● Request 1
Set down, word for word, the stretch from "I had this fulltang" through "it looking good." in the knife-handle post below.
● Request 2
Extend the forum thread about turning a fulltang blade into a hidden tang knife, picking up after its last line.

● Text shown
◇ ◇ ◇
# Fulltang To Hidden Tang



## Woodman (Mar 4, 2016)

I had this fulltang blade and since I really prefer hidden tang knives I took off the brass and ground the tang down. I got a shipment of some nice Crotch Walnut 2x2's so I took a small piece of one and carved a handle. Since I like the feel of wood I decided to use Coconut Oil, plus customers really like it. I think it brings out the best in Walnut. It comes in a hardened form so I heated it along with the walnut to open the pores. I applied it with a cloth until it had a good soaking.
PS An occasional application of the oil keeps it looking good.
http://i594.Rule #2/albums/tt28/lakeridge3/Fulltang%20Blade_zpsbueayptc.jpg

http://i594.Rule #2/albums/tt28/lakeridge3/100_17331_zpsihwuhmc7.jpg

http://i594.Rule #2/albums/tt28/lakeridge3/100_17321_zpsdpd92mgb.jpg

Reactions: Like 5 | Way Cool 2


----------



## ironman123 (Mar 4, 2016)
◇ ◇ ◇
● Collected data
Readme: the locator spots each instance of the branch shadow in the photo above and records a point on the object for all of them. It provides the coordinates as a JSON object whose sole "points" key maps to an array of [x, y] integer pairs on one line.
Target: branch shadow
◇ ◇ ◇
● Right answer 1
I had this fulltang blade and since I really prefer hidden tang knives I took off the brass and ground the tang down. I got a shipment of some nice Crotch Walnut 2x2's so I took a small piece of one and carved a handle. Since I like the feel of wood I decided to use Coconut Oil, plus customers really like it. I think it brings out the best in Walnut. It comes in a hardened form so I heated it along with the walnut to open the pores. I applied it with a cloth until it had a good soaking.
PS An occasional application of the oil keeps it looking good.

● Right answer 2
Nice. My little carving knife has a hidden tang. Cut out with dremel tool and used epoxy and pins.


----------



## bamafatboy (Mar 4, 2016)

Very nice knife, love that walnut


----------



## Woodman (Mar 4, 2016)

bamafatboy said:


> Very nice knife, love that walnut


Thanks, I really like walnut crotch when it has some of the red/orange color and coconut oil doesn't darken it the way some of the hardening oils do because some have a brown stain in them.


----------



## Strider (Mar 7, 2016)

That is a really handy knife and the wood makes it so much better :) Beware of the fully round handles, they are a bit more dangerous than other knife handle profiles...but then again..all the Scandinavians are wrong...


----------



## Woodman (Mar 7, 2016)

In the photo is does look round but I carved indents on both sides so it doesn't twist in the hand.
Here's a view from the bottom of the handle.
http://i594.Rule #2/albums/tt28/lakeridge3/100_17361_zpsdhjbswvl.jpg?t=1457372565


----------



## Strider (Mar 8, 2016)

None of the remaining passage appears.